Your goal
Return the whole of the data exactly.

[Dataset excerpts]
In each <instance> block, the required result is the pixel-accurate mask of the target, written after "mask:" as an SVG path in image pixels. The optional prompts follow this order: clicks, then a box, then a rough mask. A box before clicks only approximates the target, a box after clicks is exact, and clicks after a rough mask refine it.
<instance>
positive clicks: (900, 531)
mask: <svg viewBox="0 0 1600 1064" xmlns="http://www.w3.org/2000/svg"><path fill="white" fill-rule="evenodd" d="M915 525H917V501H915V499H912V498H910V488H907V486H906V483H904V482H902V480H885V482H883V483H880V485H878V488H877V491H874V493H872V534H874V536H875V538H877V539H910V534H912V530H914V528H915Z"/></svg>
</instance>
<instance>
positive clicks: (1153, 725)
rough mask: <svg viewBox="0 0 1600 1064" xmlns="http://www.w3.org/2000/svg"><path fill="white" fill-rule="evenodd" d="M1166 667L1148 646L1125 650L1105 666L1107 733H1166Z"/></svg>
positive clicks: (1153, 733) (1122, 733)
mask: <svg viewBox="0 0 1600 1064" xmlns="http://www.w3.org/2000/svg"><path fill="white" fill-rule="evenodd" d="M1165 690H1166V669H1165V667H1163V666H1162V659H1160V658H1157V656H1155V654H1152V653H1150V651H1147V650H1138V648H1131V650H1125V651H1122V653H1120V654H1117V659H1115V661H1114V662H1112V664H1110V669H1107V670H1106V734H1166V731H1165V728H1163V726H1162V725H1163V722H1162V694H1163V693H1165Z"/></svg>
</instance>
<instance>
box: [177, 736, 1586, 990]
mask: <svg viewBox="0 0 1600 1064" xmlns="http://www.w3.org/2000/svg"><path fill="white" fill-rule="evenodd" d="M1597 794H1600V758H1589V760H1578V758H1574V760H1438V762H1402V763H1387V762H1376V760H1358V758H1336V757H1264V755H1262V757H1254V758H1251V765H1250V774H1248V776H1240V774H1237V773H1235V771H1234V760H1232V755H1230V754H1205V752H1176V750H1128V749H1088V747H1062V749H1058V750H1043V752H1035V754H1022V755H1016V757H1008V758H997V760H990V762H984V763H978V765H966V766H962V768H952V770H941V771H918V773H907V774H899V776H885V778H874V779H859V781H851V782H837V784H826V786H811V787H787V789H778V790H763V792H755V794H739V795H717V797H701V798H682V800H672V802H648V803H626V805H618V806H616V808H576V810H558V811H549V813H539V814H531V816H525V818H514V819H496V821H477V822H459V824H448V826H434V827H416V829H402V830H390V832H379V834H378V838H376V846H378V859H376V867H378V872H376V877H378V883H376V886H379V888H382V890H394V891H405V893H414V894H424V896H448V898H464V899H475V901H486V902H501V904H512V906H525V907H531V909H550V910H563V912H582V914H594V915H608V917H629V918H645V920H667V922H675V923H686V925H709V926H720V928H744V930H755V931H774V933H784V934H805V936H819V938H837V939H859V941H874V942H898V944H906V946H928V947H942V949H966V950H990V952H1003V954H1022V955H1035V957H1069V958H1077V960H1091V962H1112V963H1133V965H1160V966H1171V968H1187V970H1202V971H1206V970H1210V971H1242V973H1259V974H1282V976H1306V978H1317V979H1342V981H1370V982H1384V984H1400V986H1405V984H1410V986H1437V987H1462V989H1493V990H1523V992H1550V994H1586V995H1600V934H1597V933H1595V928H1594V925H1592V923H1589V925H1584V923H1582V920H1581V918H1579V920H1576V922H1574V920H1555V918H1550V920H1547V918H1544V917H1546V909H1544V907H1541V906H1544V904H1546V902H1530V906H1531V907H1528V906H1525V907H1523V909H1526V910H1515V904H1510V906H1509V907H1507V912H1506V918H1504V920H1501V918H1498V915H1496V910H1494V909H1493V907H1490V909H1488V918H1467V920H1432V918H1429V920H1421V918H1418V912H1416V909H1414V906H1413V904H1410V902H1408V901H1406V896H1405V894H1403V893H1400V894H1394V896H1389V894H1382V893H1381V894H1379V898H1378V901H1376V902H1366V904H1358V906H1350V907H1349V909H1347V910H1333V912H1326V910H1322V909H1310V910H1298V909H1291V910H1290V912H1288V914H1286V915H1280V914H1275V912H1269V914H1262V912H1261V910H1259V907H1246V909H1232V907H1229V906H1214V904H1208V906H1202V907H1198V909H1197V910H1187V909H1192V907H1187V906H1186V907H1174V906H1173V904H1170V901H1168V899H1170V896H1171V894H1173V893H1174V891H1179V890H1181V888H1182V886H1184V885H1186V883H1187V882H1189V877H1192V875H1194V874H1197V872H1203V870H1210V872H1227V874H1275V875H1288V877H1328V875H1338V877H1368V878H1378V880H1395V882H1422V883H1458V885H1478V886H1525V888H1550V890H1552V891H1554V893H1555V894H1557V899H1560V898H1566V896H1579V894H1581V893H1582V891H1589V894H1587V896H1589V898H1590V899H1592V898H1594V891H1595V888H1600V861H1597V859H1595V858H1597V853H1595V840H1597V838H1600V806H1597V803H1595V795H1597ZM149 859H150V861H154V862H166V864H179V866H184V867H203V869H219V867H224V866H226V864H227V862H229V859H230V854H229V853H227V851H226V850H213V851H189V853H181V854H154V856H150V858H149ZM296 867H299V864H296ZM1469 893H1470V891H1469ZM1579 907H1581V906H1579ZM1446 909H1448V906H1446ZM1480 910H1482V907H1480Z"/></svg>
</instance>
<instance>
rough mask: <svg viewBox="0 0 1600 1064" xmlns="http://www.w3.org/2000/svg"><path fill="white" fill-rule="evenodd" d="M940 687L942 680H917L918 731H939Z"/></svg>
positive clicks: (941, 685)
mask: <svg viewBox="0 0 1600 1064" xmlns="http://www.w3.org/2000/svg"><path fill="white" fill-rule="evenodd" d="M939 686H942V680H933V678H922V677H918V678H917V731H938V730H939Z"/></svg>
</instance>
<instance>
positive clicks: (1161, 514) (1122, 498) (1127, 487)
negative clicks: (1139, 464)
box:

Result for this exercise
In each <instance> block, the required result is the pixel-accurate mask of the target, written after "mask:" as an SVG path in image pixels. The optional prompts follow this order: clicks, then a box, then a rough mask. A box before clicks only approximates the target, a box after clicks is exact, and clicks after a rough mask refine it.
<instance>
positive clicks: (900, 531)
mask: <svg viewBox="0 0 1600 1064" xmlns="http://www.w3.org/2000/svg"><path fill="white" fill-rule="evenodd" d="M915 525H917V501H915V499H912V498H910V488H907V486H906V483H904V482H902V480H885V482H883V483H880V485H878V488H877V491H874V493H872V534H874V536H875V538H877V539H910V534H912V530H914V528H915Z"/></svg>
</instance>
<instance>
positive clicks: (1153, 725)
rough mask: <svg viewBox="0 0 1600 1064" xmlns="http://www.w3.org/2000/svg"><path fill="white" fill-rule="evenodd" d="M1166 667L1148 646L1125 650L1105 666L1107 733H1166Z"/></svg>
positive clicks: (1153, 733) (1122, 733)
mask: <svg viewBox="0 0 1600 1064" xmlns="http://www.w3.org/2000/svg"><path fill="white" fill-rule="evenodd" d="M1165 690H1166V669H1165V667H1163V666H1162V659H1160V658H1157V656H1155V654H1152V653H1150V651H1147V650H1138V648H1131V650H1125V651H1122V653H1120V654H1117V659H1115V661H1114V662H1112V664H1110V669H1107V670H1106V734H1166V731H1165V728H1163V726H1162V725H1163V722H1162V694H1163V693H1165Z"/></svg>
</instance>
<instance>
box: [177, 736, 1586, 990]
mask: <svg viewBox="0 0 1600 1064" xmlns="http://www.w3.org/2000/svg"><path fill="white" fill-rule="evenodd" d="M1597 794H1600V758H1589V760H1578V758H1574V760H1438V762H1402V763H1387V762H1376V760H1358V758H1336V757H1264V755H1262V757H1254V758H1251V765H1250V774H1248V776H1240V774H1237V773H1235V771H1234V760H1232V755H1230V754H1205V752H1176V750H1128V749H1088V747H1062V749H1058V750H1043V752H1035V754H1022V755H1016V757H1008V758H997V760H990V762H984V763H978V765H966V766H962V768H952V770H941V771H918V773H907V774H899V776H885V778H874V779H859V781H851V782H837V784H826V786H811V787H787V789H778V790H763V792H755V794H739V795H717V797H701V798H682V800H672V802H648V803H626V805H618V806H616V808H576V810H558V811H549V813H539V814H531V816H525V818H514V819H496V821H477V822H459V824H448V826H434V827H416V829H402V830H390V832H379V834H378V838H376V846H378V859H376V867H378V872H376V877H378V883H376V886H379V888H382V890H394V891H405V893H414V894H424V896H448V898H464V899H475V901H486V902H501V904H512V906H525V907H531V909H550V910H563V912H582V914H594V915H608V917H629V918H645V920H667V922H675V923H686V925H709V926H720V928H744V930H755V931H774V933H784V934H805V936H819V938H837V939H859V941H874V942H898V944H906V946H928V947H942V949H966V950H990V952H1003V954H1022V955H1035V957H1069V958H1077V960H1091V962H1112V963H1133V965H1160V966H1171V968H1187V970H1202V971H1206V970H1210V971H1242V973H1259V974H1282V976H1306V978H1317V979H1342V981H1370V982H1384V984H1400V986H1405V984H1410V986H1437V987H1462V989H1493V990H1523V992H1550V994H1586V995H1600V934H1597V933H1595V928H1594V925H1592V923H1589V925H1584V923H1582V920H1581V918H1579V920H1576V922H1574V920H1555V918H1550V920H1547V918H1544V917H1546V909H1544V907H1541V906H1544V904H1546V902H1530V906H1531V907H1528V906H1525V907H1523V909H1526V910H1515V904H1510V906H1509V907H1507V912H1506V918H1504V920H1501V918H1498V915H1496V910H1494V909H1493V907H1490V909H1488V918H1467V920H1432V918H1429V920H1421V918H1418V912H1416V909H1414V906H1413V904H1410V902H1408V901H1406V896H1405V894H1403V893H1400V894H1394V896H1389V894H1382V893H1381V894H1379V898H1378V901H1376V902H1366V904H1358V906H1350V907H1349V909H1347V910H1333V912H1326V910H1322V909H1310V910H1298V909H1291V910H1290V912H1288V914H1286V915H1280V914H1275V912H1269V914H1262V912H1261V910H1259V907H1246V909H1232V907H1229V906H1214V904H1208V906H1202V907H1198V909H1197V910H1187V909H1192V907H1187V906H1186V907H1174V906H1173V904H1170V901H1168V899H1170V896H1171V894H1173V893H1174V891H1179V890H1181V888H1182V886H1184V885H1186V883H1187V882H1189V877H1192V875H1194V874H1197V872H1203V870H1210V872H1227V874H1275V875H1288V877H1328V875H1338V877H1368V878H1378V880H1395V882H1422V883H1458V885H1478V886H1525V888H1550V890H1552V891H1554V893H1555V894H1557V899H1560V898H1566V896H1579V894H1581V893H1582V891H1589V894H1587V896H1589V898H1590V899H1592V898H1594V891H1595V888H1600V861H1597V859H1595V858H1597V853H1595V840H1597V838H1600V806H1597V803H1595V795H1597ZM149 859H150V861H154V862H166V864H179V866H184V867H203V869H219V867H224V866H226V864H227V862H229V859H230V854H229V853H227V851H226V850H213V851H189V853H181V854H154V856H150V858H149ZM296 867H299V864H296ZM1469 893H1470V891H1469ZM1579 907H1581V906H1579ZM1446 909H1448V906H1446ZM1480 910H1482V907H1480Z"/></svg>
</instance>
<instance>
rough mask: <svg viewBox="0 0 1600 1064" xmlns="http://www.w3.org/2000/svg"><path fill="white" fill-rule="evenodd" d="M940 687L942 680H917L918 731H939Z"/></svg>
positive clicks: (941, 685)
mask: <svg viewBox="0 0 1600 1064" xmlns="http://www.w3.org/2000/svg"><path fill="white" fill-rule="evenodd" d="M939 686H942V680H933V678H922V677H918V678H917V731H938V730H939Z"/></svg>
</instance>
<instance>
positive clicks: (1161, 514) (1122, 498) (1127, 487)
negative clicks: (1139, 464)
box:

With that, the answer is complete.